__What the task asks__: Give the lines below as a JSON list of strings, one string per line and with blank lines omitted. Begin at the line that contains "[pin] sidewalk -- one per line" and continue through the final line of the rows, including both ends.

** Start **

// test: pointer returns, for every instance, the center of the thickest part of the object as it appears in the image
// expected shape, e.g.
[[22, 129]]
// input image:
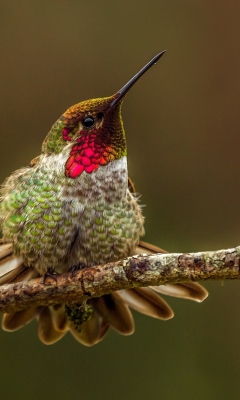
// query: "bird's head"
[[94, 128]]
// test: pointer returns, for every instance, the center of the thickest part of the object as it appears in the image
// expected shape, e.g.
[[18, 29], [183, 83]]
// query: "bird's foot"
[[77, 267], [51, 273]]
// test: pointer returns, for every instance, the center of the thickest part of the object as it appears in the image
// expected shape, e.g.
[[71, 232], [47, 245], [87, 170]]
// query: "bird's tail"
[[112, 310]]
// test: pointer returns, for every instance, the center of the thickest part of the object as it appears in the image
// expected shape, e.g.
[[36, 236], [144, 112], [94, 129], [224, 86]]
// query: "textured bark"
[[141, 270]]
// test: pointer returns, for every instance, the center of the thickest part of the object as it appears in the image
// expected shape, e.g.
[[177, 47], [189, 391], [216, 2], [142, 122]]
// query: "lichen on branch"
[[140, 270]]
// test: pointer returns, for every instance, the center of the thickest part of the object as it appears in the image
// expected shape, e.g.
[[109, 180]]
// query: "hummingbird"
[[74, 207]]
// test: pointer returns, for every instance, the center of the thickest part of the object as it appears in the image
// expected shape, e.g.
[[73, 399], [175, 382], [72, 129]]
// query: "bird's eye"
[[88, 122]]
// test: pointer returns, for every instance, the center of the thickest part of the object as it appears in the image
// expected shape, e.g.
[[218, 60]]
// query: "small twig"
[[143, 270]]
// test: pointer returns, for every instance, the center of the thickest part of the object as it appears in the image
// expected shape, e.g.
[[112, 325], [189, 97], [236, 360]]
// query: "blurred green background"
[[182, 122]]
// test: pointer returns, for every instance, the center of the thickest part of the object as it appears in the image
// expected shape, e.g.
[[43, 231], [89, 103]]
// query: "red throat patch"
[[87, 155]]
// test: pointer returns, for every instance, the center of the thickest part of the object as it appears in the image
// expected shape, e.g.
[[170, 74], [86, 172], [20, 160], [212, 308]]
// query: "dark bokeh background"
[[182, 121]]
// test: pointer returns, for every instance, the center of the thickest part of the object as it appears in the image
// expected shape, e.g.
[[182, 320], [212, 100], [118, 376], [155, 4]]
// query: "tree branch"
[[141, 270]]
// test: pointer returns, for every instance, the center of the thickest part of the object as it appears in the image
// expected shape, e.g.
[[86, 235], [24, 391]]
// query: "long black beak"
[[121, 93]]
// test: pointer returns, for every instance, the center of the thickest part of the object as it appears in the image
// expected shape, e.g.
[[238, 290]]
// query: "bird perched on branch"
[[71, 209]]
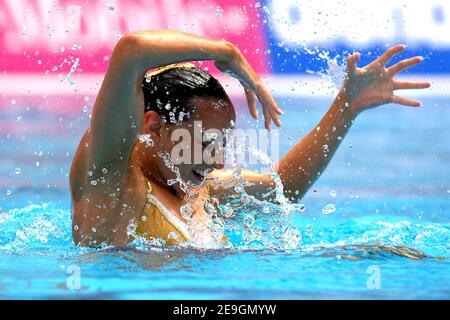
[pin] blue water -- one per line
(389, 181)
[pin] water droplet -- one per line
(186, 211)
(329, 209)
(249, 221)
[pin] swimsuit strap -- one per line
(171, 218)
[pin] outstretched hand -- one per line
(374, 84)
(238, 67)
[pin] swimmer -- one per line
(121, 175)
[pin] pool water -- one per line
(388, 238)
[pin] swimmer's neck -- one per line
(149, 168)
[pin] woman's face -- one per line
(194, 148)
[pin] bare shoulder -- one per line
(104, 202)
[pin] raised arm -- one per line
(104, 151)
(363, 88)
(118, 110)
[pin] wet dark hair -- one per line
(169, 93)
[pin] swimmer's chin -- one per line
(199, 176)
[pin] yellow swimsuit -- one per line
(156, 221)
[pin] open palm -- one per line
(374, 84)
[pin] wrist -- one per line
(347, 105)
(227, 52)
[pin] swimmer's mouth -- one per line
(201, 174)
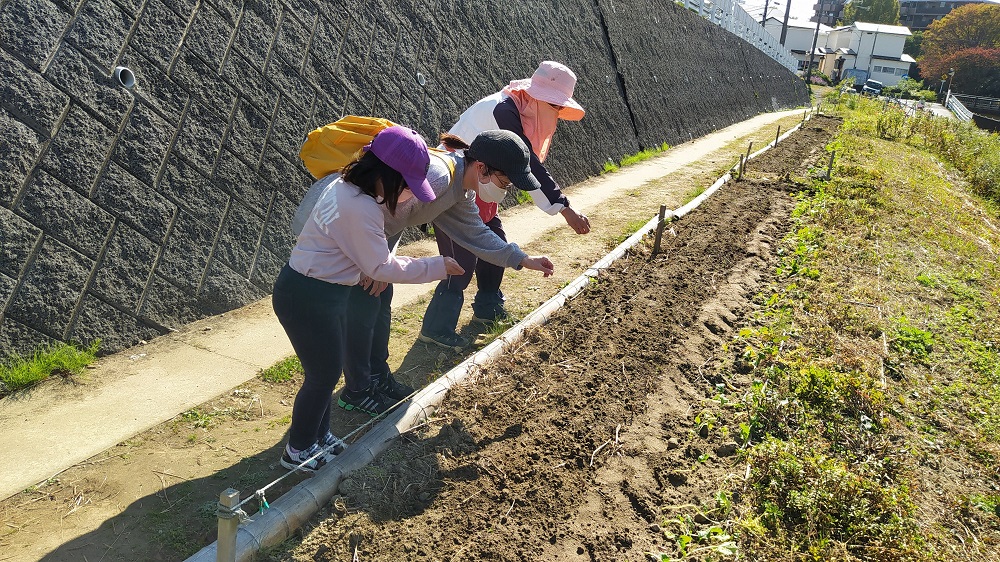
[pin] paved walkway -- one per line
(129, 392)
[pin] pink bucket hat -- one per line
(553, 82)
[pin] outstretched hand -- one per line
(577, 221)
(373, 287)
(539, 263)
(452, 267)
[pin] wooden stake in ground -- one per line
(228, 524)
(659, 230)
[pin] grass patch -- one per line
(874, 360)
(17, 373)
(629, 229)
(631, 159)
(282, 371)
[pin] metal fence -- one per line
(957, 108)
(979, 103)
(730, 16)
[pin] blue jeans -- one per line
(449, 296)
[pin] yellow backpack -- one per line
(331, 147)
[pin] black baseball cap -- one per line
(505, 151)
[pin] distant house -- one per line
(798, 38)
(862, 50)
(866, 50)
(914, 14)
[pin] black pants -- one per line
(313, 314)
(368, 319)
(449, 296)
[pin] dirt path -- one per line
(579, 444)
(57, 427)
(152, 497)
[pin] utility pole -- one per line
(784, 25)
(763, 17)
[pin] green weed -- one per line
(17, 373)
(283, 371)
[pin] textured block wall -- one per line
(127, 213)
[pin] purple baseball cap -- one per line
(405, 151)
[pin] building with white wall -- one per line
(798, 38)
(867, 50)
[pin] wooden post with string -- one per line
(229, 522)
(659, 230)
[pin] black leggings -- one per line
(313, 314)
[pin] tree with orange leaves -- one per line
(968, 41)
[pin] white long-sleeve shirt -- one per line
(344, 237)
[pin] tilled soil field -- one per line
(578, 443)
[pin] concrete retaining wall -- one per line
(125, 213)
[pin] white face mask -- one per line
(490, 193)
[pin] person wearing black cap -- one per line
(531, 108)
(494, 160)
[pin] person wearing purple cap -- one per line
(494, 160)
(530, 108)
(342, 241)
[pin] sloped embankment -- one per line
(580, 441)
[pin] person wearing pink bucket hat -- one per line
(531, 108)
(342, 241)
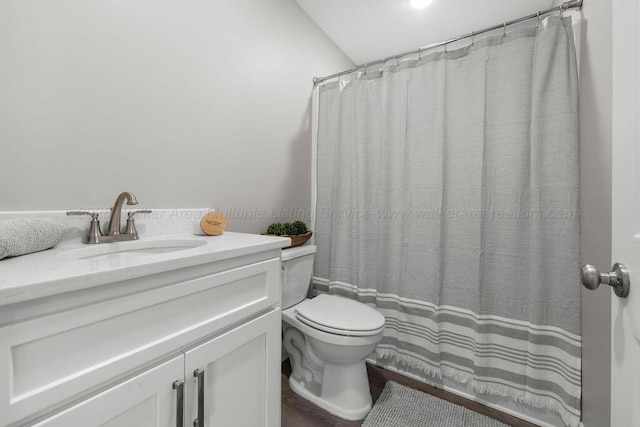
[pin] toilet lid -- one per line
(340, 316)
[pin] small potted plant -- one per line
(296, 231)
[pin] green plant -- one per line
(288, 229)
(299, 227)
(276, 228)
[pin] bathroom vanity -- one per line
(167, 331)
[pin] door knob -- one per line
(617, 278)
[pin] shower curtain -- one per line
(447, 198)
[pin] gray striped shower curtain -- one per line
(447, 198)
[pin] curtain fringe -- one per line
(415, 366)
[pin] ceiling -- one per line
(367, 30)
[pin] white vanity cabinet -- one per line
(197, 343)
(240, 377)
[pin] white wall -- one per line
(595, 180)
(193, 103)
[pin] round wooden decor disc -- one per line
(213, 223)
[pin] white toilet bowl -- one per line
(328, 339)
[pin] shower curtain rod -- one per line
(572, 4)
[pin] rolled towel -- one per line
(21, 236)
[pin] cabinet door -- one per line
(239, 377)
(146, 400)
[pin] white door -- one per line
(625, 348)
(233, 380)
(146, 400)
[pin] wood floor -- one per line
(298, 412)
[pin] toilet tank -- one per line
(297, 268)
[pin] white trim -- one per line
(315, 98)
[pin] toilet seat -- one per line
(340, 316)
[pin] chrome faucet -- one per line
(114, 234)
(115, 226)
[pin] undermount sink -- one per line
(133, 248)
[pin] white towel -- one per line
(23, 236)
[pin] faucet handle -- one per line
(94, 227)
(93, 215)
(131, 225)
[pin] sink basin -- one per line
(132, 248)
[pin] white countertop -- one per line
(50, 272)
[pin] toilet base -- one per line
(312, 391)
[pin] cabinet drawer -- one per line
(50, 361)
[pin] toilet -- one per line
(328, 339)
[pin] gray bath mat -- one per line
(400, 406)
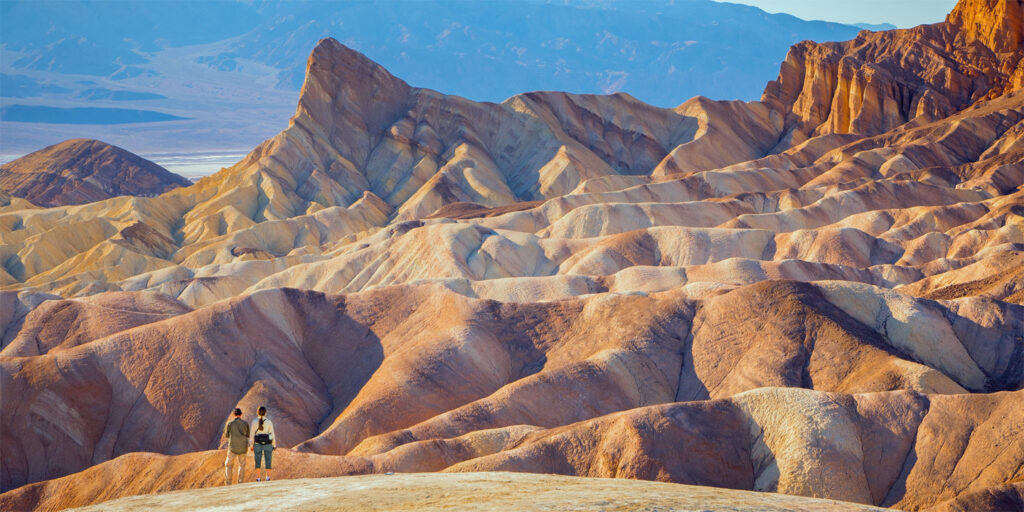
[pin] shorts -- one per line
(261, 451)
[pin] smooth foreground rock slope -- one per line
(79, 171)
(820, 294)
(502, 491)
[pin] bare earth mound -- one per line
(79, 171)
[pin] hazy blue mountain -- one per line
(876, 27)
(235, 67)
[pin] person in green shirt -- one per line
(237, 433)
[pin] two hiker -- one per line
(243, 437)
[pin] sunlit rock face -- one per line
(819, 294)
(882, 80)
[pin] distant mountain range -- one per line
(232, 69)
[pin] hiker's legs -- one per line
(242, 467)
(227, 467)
(257, 455)
(267, 453)
(229, 461)
(261, 452)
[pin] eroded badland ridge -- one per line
(819, 294)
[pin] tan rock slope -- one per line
(80, 171)
(820, 294)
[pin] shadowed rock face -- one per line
(738, 295)
(79, 171)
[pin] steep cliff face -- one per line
(882, 80)
(80, 171)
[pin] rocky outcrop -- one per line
(882, 80)
(80, 171)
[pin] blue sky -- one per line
(902, 13)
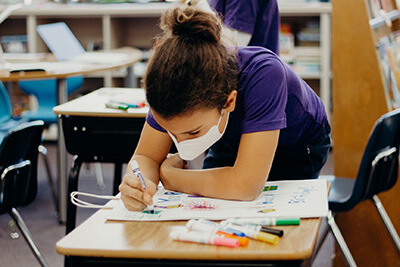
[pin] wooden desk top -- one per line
(66, 69)
(93, 104)
(97, 237)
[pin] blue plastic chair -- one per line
(46, 93)
(7, 122)
(377, 173)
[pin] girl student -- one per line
(246, 109)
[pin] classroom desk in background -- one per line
(94, 133)
(98, 242)
(61, 71)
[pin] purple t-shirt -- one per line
(260, 18)
(270, 97)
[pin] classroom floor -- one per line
(41, 219)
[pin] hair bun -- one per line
(191, 22)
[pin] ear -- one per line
(231, 101)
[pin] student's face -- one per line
(198, 122)
(194, 124)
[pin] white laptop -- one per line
(65, 47)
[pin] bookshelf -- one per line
(117, 25)
(318, 13)
(360, 96)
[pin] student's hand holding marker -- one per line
(136, 191)
(172, 161)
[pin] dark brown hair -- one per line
(190, 67)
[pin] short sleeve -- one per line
(153, 123)
(265, 97)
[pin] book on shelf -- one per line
(379, 8)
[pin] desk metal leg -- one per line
(62, 97)
(72, 186)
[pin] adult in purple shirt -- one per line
(252, 115)
(259, 18)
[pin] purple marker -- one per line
(136, 170)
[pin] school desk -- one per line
(99, 242)
(95, 133)
(60, 71)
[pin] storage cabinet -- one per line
(359, 99)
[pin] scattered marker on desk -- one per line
(266, 210)
(151, 211)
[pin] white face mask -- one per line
(192, 148)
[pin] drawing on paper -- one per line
(300, 198)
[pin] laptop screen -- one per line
(60, 40)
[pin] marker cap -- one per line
(226, 242)
(243, 241)
(269, 238)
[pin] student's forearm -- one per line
(225, 183)
(149, 167)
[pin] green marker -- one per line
(266, 221)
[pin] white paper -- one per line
(301, 198)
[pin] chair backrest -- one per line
(46, 93)
(5, 105)
(20, 145)
(380, 162)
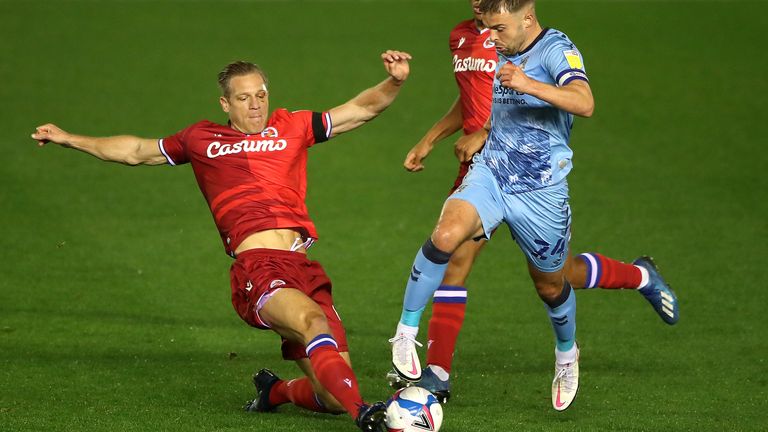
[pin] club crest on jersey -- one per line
(269, 132)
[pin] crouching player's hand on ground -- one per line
(50, 133)
(396, 64)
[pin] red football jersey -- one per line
(252, 182)
(474, 65)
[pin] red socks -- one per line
(334, 373)
(448, 308)
(298, 392)
(605, 272)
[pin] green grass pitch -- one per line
(114, 292)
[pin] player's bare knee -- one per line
(330, 403)
(548, 291)
(448, 237)
(311, 323)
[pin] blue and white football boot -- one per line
(432, 383)
(658, 292)
(429, 381)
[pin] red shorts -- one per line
(463, 170)
(256, 274)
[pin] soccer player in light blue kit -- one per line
(519, 178)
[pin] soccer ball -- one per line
(413, 409)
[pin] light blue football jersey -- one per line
(527, 147)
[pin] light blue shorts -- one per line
(539, 220)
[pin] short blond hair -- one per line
(496, 6)
(238, 68)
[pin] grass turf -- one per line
(114, 298)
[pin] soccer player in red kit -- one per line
(474, 64)
(252, 173)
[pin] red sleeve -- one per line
(174, 147)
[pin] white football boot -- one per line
(565, 385)
(405, 359)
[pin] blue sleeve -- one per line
(564, 63)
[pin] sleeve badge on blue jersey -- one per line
(574, 59)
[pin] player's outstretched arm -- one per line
(445, 127)
(125, 149)
(468, 145)
(574, 97)
(371, 102)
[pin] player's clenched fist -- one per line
(49, 133)
(396, 64)
(513, 77)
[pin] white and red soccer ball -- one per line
(413, 409)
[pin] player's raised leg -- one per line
(458, 222)
(593, 270)
(560, 302)
(296, 317)
(448, 309)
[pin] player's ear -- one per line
(529, 18)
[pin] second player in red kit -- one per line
(252, 173)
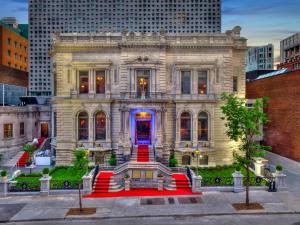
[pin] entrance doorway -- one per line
(44, 130)
(143, 128)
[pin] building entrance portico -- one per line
(142, 126)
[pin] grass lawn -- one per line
(62, 178)
(210, 176)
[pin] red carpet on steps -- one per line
(23, 159)
(102, 182)
(143, 153)
(182, 189)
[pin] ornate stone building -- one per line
(114, 91)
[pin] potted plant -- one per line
(4, 175)
(46, 172)
(279, 169)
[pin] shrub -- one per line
(279, 167)
(81, 161)
(173, 161)
(3, 173)
(113, 159)
(46, 171)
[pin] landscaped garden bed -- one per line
(222, 176)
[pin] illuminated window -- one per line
(202, 126)
(186, 82)
(83, 126)
(100, 82)
(185, 126)
(8, 130)
(22, 129)
(100, 126)
(83, 82)
(202, 82)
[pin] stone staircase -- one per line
(135, 154)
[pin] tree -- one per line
(81, 161)
(243, 124)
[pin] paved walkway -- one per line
(35, 208)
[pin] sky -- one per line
(262, 21)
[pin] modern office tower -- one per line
(92, 16)
(290, 52)
(260, 58)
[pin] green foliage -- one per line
(3, 173)
(243, 124)
(113, 159)
(173, 161)
(46, 171)
(279, 167)
(29, 148)
(81, 161)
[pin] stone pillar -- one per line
(3, 187)
(237, 182)
(197, 182)
(160, 184)
(280, 181)
(45, 186)
(87, 184)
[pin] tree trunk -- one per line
(247, 185)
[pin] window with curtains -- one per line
(83, 126)
(100, 82)
(186, 82)
(100, 126)
(202, 82)
(83, 82)
(8, 130)
(202, 126)
(185, 126)
(22, 129)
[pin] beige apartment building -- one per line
(115, 91)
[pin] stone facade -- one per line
(165, 57)
(31, 116)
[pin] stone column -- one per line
(87, 184)
(45, 186)
(237, 182)
(197, 182)
(3, 187)
(280, 181)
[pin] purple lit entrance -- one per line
(142, 126)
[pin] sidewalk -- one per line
(35, 208)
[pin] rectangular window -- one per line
(202, 82)
(235, 84)
(143, 83)
(22, 129)
(100, 82)
(8, 130)
(83, 82)
(186, 82)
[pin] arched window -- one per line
(186, 160)
(185, 126)
(202, 126)
(100, 126)
(83, 126)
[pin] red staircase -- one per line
(143, 153)
(22, 161)
(181, 180)
(102, 182)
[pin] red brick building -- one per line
(13, 48)
(283, 131)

** End **

__Answer for this exercise__:
[
  "[pin] sidewalk -- one per line",
  "(35, 208)",
  "[pin] rectangular window -- one per line",
  "(202, 82)",
  "(235, 84)",
  "(143, 83)",
  "(22, 129)",
  "(100, 82)",
  "(8, 130)",
  "(83, 82)",
  "(186, 82)",
  "[pin] arched window -- one per line",
  "(186, 160)",
  "(185, 126)",
  "(202, 126)",
  "(100, 126)",
  "(83, 126)",
  "[pin] red staircase -- one per line",
  "(143, 153)",
  "(22, 161)",
  "(181, 180)",
  "(102, 182)",
  "[pin] red brick building -- one per line",
  "(13, 48)",
  "(283, 131)"
]